[DATASET RECORDS Boundary: Start]

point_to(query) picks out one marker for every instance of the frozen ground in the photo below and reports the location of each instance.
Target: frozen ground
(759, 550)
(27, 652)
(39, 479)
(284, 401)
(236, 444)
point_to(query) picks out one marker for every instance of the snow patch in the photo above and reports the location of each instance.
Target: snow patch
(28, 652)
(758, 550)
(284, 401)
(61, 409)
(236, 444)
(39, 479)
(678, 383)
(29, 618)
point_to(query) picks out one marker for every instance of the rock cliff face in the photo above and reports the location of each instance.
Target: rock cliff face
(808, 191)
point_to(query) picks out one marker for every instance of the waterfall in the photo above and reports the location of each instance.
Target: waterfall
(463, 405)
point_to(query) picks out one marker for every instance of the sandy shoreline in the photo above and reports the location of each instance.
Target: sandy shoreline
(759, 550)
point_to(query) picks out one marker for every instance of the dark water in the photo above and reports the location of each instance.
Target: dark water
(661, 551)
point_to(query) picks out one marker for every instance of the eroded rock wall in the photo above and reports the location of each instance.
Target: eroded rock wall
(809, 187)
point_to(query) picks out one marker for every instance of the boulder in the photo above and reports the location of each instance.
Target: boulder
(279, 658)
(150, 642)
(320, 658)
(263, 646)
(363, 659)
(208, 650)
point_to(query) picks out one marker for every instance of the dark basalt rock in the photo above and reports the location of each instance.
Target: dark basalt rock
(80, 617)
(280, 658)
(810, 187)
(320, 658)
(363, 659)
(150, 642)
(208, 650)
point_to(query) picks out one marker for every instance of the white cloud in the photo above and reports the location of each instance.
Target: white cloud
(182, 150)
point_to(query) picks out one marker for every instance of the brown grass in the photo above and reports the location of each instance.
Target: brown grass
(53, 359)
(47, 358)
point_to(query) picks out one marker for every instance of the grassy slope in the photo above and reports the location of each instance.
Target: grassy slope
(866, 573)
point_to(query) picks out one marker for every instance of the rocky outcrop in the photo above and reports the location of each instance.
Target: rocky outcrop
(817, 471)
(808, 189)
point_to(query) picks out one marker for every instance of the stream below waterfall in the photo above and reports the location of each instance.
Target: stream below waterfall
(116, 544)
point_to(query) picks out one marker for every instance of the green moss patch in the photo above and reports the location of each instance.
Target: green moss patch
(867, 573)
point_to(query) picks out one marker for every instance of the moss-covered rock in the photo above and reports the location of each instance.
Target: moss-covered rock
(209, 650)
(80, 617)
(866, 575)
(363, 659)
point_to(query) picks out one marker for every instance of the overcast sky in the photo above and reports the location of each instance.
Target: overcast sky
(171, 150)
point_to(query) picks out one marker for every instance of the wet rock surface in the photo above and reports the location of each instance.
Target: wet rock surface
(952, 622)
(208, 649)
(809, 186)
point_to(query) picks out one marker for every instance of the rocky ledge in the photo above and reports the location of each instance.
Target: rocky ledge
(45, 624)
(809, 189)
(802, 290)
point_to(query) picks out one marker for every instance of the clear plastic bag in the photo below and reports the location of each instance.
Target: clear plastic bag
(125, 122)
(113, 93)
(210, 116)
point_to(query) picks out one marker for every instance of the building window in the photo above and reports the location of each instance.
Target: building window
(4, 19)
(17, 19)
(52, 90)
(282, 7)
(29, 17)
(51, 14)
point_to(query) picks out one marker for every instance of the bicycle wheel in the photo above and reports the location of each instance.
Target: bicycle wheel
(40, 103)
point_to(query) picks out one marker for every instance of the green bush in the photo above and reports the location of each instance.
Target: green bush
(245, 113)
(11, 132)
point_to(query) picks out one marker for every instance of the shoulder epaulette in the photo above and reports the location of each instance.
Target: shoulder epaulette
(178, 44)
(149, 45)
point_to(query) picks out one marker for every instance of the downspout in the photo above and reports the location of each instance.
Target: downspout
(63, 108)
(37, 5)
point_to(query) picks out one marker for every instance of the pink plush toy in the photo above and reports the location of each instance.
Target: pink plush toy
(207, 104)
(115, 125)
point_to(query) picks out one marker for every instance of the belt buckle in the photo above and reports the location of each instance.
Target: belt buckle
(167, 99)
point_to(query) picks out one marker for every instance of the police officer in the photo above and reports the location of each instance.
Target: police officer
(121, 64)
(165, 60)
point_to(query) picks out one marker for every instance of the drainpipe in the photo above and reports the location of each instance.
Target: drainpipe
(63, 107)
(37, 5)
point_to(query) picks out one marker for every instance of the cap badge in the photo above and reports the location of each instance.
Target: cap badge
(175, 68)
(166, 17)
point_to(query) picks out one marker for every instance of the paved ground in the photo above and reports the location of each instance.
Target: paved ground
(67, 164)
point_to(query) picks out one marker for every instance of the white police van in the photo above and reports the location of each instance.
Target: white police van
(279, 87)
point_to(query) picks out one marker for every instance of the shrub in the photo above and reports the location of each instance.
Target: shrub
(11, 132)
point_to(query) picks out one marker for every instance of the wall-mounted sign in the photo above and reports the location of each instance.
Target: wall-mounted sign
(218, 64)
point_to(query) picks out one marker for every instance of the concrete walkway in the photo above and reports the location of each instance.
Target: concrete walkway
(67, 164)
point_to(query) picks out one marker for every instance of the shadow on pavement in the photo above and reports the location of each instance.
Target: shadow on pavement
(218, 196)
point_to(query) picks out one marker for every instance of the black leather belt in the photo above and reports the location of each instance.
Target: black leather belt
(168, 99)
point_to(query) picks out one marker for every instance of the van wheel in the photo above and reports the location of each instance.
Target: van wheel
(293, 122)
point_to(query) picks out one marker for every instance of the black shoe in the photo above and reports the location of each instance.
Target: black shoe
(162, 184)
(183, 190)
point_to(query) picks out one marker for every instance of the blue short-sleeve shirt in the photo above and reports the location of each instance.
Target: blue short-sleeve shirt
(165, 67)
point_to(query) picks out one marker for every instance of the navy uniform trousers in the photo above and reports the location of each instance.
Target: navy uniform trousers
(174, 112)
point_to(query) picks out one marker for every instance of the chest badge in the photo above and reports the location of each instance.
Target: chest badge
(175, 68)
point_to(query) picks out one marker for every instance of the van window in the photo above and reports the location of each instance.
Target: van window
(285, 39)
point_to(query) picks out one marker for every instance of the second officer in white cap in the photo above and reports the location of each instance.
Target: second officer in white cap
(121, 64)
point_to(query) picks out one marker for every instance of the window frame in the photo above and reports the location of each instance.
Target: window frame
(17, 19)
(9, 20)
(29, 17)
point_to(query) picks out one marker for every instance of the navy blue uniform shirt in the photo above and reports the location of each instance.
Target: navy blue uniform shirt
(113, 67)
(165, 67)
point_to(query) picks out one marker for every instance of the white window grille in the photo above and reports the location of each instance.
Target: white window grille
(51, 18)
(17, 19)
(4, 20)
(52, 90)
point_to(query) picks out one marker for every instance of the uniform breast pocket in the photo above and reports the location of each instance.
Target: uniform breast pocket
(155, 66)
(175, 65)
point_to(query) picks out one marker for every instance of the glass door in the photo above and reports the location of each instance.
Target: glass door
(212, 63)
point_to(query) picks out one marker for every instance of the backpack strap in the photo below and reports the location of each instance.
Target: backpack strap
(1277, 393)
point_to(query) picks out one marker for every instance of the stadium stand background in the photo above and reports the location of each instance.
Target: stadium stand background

[DATASET RECORDS Boundary: End]

:: ABOUT THIS EXERCISE ::
All entries must be duplicated exactly, with none left out.

:: SOLUTION TO THIS EXERCISE ::
point_to(query) picks out one marker for every instance of the frozen ground in the photo below and reports the location of each instance.
Target: frozen ground
(759, 550)
(27, 652)
(39, 479)
(284, 401)
(236, 444)
point_to(query) picks out one marker for every instance of the snow patch in the photo above and reports the location of each instance.
Target: snow patch
(28, 652)
(758, 550)
(284, 401)
(61, 409)
(236, 444)
(39, 479)
(678, 383)
(29, 618)
point_to(query) picks out one marker for every instance of the rock cliff face in the photo above and reports the location of each instance.
Target: rock cliff face
(808, 191)
point_to(query) picks out one marker for every instance of the waterfall in the photo above and reports the location of each instance.
Target: waterfall
(463, 405)
point_to(query) picks out one marker for every instance of the sandy shoreline in the photo above and reports the location of each instance.
Target: sandy shoreline
(759, 550)
point_to(query) picks out one marker for every instance of the dark water in the photo above and reports the location of each instance.
Target: dark water
(661, 551)
point_to(query) picks out one marker for every instance of the eroded rock wall in the photo above and reports the location of each instance.
Target: eroded rock wall
(809, 187)
point_to(query) picks out one marker for every instance of the boulder in the photo above and reports the location of each instance.
Target: boulder
(279, 658)
(150, 642)
(320, 658)
(263, 646)
(363, 659)
(208, 650)
point_to(query) picks out one marker for every instance of the dark basalt rock in the photo above and reports the location of each instance.
Target: dark basalt rock
(80, 617)
(280, 658)
(810, 187)
(320, 658)
(363, 659)
(150, 642)
(208, 650)
point_to(query) picks out one marker for every instance of the white cloud in the photo above and reports the location of each instance.
Target: white cloud
(182, 150)
point_to(query) picks out one marker for every instance of the brown grass in the photo above and reports the location of each instance.
Target: brown grass
(53, 359)
(47, 358)
point_to(query) picks out one marker for every instance of the grassy slope in the photo above and reports the location of each instance.
Target: grassy slope
(866, 573)
point_to(query) picks out one marker for every instance of the rocky outcrop in the photo above and reports the location of each instance.
Target: rocky outcrop
(817, 471)
(808, 189)
point_to(query) picks out one marker for every instance of the stream below waterfall in the photo above and reports the location of each instance.
Target: stream below waterfall
(116, 544)
point_to(query) picks out one marker for every instance of the green moss patch in the photo above and reports the location of each instance.
Target: green moss patch
(867, 573)
point_to(query) picks out one marker for every instance of the moss-covered rock in the photo above and reports the location of each instance.
Target: moss-covered rock
(209, 650)
(80, 617)
(866, 575)
(363, 659)
point_to(query) picks out one marker for every instance of the overcast sky in the photo above and reports the location of each instance.
Target: overcast sky
(171, 150)
point_to(query) picks out one marker for every instance of the wet rock surface in the photo above and reports the location of each instance.
Target: wet rock surface
(952, 622)
(208, 649)
(809, 186)
point_to(query) picks out one marker for every instance of the rocky ledge in the photo above and reports the location of each instance.
Target: rocky ledge
(45, 624)
(809, 189)
(802, 290)
point_to(query) picks out one marker for every instance of the clear plastic bag in the photo below and reports the location of each instance.
Target: clear plastic bag
(125, 122)
(113, 93)
(210, 116)
point_to(query) picks out one marker for every instance of the building window in the photo above and reports the location of each instance.
Target: building window
(4, 19)
(17, 19)
(52, 90)
(282, 7)
(29, 17)
(51, 14)
point_to(query) picks out one marker for every instance of the bicycle wheel in the photo above and reports the location of each instance.
Target: bicycle wheel
(40, 103)
point_to(query) picks out one marker for every instance of the green bush in the photo above and reports the location of each instance.
Target: green bush
(245, 113)
(11, 132)
point_to(query) picks out one marker for every instance of the shoulder epaulette in the photo above and reports the location of each instance.
Target: shoulder epaulette
(178, 44)
(149, 45)
point_to(query) picks out one marker for every instance of the downspout in the photo above and reports the location of each instance.
Target: downspout
(63, 108)
(37, 5)
point_to(query) picks out one marker for every instance of the pink plush toy in the photo above and reports the location of each instance.
Target: pink plush toy
(207, 104)
(115, 125)
point_to(query) picks out one marker for every instance of the belt buckle in the photo above and reports the location of each instance.
Target: belt buckle
(167, 99)
point_to(query) picks out one marker for every instance of the police officer in the photo above and reports the location of each instance.
Target: police officer
(121, 64)
(165, 60)
point_to(query) picks out one marker for every instance of the drainpipe in the photo above and reports the location of each instance.
Target: drainpipe
(63, 107)
(37, 5)
point_to(query) picks out one marker for every instance of the cap badge in the photo above and reports the location of each instance.
Target: cap badge
(175, 68)
(166, 17)
point_to(query) picks out one marker for every instance of the paved ground in the photo above and reports the location of each instance.
Target: paved ground
(67, 164)
point_to(query) picks out one marker for every instance of the white police van in the photo above and reports the location of each instance.
Target: white police van
(279, 87)
point_to(query) picks out one marker for every instance of the shrub in the photo above and reports the location of each instance.
Target: shrub
(11, 132)
point_to(query) picks out one marker for every instance of the wall-mounted sign in the photo above and reports the location of each instance.
Target: wall-mounted sign
(218, 64)
point_to(query) picks out one marker for every instance of the concrete walkway in the photo above and reports the location of each instance.
Target: concrete walkway
(67, 164)
point_to(query) picks out one marker for every instance of the shadow on pavement in the photo above and reports the location of each instance.
Target: shadow on pavement
(218, 196)
point_to(query) picks out one marker for every instance of the black leather belt in the photo above and reports the location of each instance.
Target: black leather belt
(168, 99)
point_to(query) picks out one marker for every instance of the van wheel in the photo above and reports the location of each instance.
Target: van wheel
(293, 122)
point_to(query) picks out one marker for every instance of the black shoe in the photo above and reports the location of each instance.
Target: black shoe
(162, 184)
(183, 190)
point_to(query) picks out one marker for every instance of the blue short-sleeve shirt in the photo above and reports the location of each instance.
Target: blue short-sleeve shirt
(165, 67)
point_to(query) picks out one marker for every instance of the navy uniform trousers in the photo above and reports the location of each instance.
Target: navy uniform trousers
(174, 112)
point_to(query) picks out one marker for every instance of the chest badge in the photo above and reports the location of each instance.
Target: chest badge
(175, 68)
point_to(query) picks out one marker for every instance of the van window in the photo above and reports the location of each instance.
Target: van window
(285, 39)
point_to(query) picks out one marker for every instance of the second officer in white cap in the photo above and reports the location of each instance.
Target: second officer in white cap
(121, 64)
point_to(query) picks out one marker for every instance of the window frame in the photo above and reports the location of each instance.
Target: window frame
(17, 19)
(9, 20)
(29, 17)
point_to(query) picks out one marker for every instance of the navy blue uniform shirt in the photo above and reports the location of each instance.
Target: navy blue uniform shirt
(113, 67)
(165, 67)
point_to(query) picks out one marker for every instance of the white window grille in the photo above and reports the location of each instance.
Target: white window grille
(51, 18)
(17, 19)
(4, 20)
(52, 90)
point_to(query) picks out one marker for every instance of the uniform breast pocket in the photo above and reports the location of each instance.
Target: uniform breast pocket
(155, 66)
(175, 65)
point_to(query) picks out one marker for every instance of the glass door in the photo above and reports the location of each instance.
Target: glass door
(212, 63)
point_to(query) picks out one marker for every instance of the backpack strap in the photo below and reports the location of each instance.
Target: backpack strap
(1277, 393)
point_to(query) picks out one marker for every instance of the stadium stand background in the photo above and reports the location of each instance.
Target: stadium stand background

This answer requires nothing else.